> [Data to process]:
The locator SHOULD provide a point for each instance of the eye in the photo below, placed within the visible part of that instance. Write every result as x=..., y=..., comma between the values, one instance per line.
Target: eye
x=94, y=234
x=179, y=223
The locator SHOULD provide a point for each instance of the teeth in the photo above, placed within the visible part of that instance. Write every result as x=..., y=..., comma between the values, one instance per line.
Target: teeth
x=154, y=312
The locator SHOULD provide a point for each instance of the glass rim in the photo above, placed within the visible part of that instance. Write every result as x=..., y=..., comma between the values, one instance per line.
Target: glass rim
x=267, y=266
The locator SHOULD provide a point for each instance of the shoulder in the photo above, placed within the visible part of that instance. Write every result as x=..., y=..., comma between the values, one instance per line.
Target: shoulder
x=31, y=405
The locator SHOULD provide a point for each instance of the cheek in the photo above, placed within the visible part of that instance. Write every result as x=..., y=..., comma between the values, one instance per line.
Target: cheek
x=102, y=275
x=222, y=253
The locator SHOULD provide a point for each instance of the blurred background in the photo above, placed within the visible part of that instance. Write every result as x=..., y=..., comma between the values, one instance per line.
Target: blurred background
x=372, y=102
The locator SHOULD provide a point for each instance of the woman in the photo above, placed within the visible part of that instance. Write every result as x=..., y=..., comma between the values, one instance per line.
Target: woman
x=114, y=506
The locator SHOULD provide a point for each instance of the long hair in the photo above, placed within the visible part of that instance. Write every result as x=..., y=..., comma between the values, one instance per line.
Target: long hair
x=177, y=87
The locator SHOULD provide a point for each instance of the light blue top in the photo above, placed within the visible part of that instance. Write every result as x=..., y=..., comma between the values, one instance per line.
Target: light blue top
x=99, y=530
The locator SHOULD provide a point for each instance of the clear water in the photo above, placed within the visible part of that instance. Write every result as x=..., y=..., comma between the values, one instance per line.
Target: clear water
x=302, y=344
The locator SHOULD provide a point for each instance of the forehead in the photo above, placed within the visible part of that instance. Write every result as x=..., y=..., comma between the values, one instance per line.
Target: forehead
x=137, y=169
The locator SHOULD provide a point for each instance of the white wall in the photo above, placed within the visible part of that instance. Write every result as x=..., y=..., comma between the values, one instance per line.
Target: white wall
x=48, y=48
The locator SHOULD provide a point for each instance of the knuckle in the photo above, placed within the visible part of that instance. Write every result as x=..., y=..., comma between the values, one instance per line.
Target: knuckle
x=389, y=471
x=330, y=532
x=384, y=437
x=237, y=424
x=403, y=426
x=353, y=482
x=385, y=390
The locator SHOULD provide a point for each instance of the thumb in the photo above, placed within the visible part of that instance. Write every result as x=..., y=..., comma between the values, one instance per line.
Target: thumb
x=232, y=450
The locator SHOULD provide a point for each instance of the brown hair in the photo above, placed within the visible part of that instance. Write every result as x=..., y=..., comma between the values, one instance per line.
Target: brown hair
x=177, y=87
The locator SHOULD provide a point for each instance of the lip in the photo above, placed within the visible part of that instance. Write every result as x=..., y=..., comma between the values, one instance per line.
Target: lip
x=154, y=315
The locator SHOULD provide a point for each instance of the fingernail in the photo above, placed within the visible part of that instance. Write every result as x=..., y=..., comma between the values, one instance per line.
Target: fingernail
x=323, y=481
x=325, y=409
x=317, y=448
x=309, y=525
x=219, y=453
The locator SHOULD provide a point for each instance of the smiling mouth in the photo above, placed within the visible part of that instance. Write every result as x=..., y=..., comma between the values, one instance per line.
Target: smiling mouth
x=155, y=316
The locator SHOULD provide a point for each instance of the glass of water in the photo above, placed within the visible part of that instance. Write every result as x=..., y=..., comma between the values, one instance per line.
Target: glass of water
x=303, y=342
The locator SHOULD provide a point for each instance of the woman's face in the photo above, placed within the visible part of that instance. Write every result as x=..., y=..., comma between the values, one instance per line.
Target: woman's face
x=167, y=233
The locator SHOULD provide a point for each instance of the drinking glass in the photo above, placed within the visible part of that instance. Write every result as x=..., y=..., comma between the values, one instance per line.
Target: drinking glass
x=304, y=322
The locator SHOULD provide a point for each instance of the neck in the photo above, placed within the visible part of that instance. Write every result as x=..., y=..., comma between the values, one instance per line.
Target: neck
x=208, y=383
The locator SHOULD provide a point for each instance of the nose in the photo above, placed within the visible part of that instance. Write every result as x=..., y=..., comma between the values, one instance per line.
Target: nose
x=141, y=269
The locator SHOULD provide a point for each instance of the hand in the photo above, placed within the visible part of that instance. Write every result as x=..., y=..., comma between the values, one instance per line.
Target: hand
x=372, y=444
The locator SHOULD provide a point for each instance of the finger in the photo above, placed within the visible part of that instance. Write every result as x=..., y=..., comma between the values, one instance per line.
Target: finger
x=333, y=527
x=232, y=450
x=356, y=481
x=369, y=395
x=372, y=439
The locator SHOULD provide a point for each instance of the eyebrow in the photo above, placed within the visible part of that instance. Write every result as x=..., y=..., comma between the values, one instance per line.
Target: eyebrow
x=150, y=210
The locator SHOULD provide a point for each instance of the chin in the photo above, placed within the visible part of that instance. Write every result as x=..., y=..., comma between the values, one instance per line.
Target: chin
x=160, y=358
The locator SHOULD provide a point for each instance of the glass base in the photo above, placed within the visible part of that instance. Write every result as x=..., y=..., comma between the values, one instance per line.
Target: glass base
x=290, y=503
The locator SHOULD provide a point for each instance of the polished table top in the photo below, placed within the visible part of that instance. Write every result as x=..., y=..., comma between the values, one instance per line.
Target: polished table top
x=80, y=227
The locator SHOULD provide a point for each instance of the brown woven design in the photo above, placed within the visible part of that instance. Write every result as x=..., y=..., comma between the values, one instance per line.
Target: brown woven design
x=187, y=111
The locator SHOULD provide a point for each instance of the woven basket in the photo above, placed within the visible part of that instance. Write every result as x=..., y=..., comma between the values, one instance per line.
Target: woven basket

> [What to do]: Reproduce the part of the listing that begins with the line containing "of the fingernail" and ends with the line containing "x=219, y=453", both lines included, keeping every line unchanged.

> [Exercise output]:
The locator SHOULD provide a point for each instance of the fingernail in the photo above, placed within the visible part of that instance. Write every result as x=..., y=..., comma between the values, one instance per line.
Target: fingernail
x=323, y=481
x=325, y=409
x=317, y=448
x=309, y=525
x=219, y=453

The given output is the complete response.